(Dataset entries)
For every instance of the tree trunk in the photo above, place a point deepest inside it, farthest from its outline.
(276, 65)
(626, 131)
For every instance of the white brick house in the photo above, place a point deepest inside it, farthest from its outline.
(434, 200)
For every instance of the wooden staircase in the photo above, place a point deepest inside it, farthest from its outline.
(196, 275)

---

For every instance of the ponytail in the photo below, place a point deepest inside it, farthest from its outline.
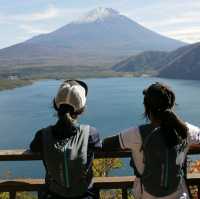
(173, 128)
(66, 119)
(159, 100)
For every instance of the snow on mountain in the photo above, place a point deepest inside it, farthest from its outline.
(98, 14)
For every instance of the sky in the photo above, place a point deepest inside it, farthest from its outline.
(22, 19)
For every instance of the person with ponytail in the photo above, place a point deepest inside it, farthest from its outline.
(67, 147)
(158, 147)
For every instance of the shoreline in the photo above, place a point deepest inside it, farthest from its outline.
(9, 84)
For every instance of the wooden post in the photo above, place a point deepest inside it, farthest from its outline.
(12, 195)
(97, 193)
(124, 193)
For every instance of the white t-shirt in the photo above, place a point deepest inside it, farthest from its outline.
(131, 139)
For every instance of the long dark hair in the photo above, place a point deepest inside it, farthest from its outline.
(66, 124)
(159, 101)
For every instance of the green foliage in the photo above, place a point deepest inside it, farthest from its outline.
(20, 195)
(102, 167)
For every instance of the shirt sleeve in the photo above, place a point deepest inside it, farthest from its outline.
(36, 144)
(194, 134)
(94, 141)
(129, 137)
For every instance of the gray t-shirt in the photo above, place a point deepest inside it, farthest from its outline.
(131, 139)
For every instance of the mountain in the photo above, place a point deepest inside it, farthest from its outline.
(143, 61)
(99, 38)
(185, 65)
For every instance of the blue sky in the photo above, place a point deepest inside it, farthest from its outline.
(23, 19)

* * *

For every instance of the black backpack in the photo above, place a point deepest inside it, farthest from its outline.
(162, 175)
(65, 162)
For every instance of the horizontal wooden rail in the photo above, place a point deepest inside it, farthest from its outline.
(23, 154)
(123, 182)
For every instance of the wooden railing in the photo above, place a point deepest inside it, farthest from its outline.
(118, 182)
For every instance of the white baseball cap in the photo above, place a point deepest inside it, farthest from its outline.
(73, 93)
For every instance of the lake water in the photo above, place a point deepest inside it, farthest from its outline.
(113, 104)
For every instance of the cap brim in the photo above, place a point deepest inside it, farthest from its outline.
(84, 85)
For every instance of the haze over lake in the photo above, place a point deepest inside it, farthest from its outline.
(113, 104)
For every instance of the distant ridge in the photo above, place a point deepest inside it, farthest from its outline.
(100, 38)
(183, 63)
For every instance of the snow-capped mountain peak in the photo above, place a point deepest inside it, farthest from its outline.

TASK DIRECTIONS:
Keeping every character as it is, restate the lines above that run from the line with "For every instance of the haze" through the line with "For every instance of the snow-capped", both included, and nothing else.

REPLY:
For every instance of the haze over lake in the photo above, place a point deepest inside it, farthest from its outline.
(113, 104)
For every instance of the distant ridge in the photo above, place a point deepest inside it, farthest from its outline.
(100, 38)
(183, 63)
For every instance of the snow-capped mountain peak in the photo above, place a point deepest inside it, farthest from its outline.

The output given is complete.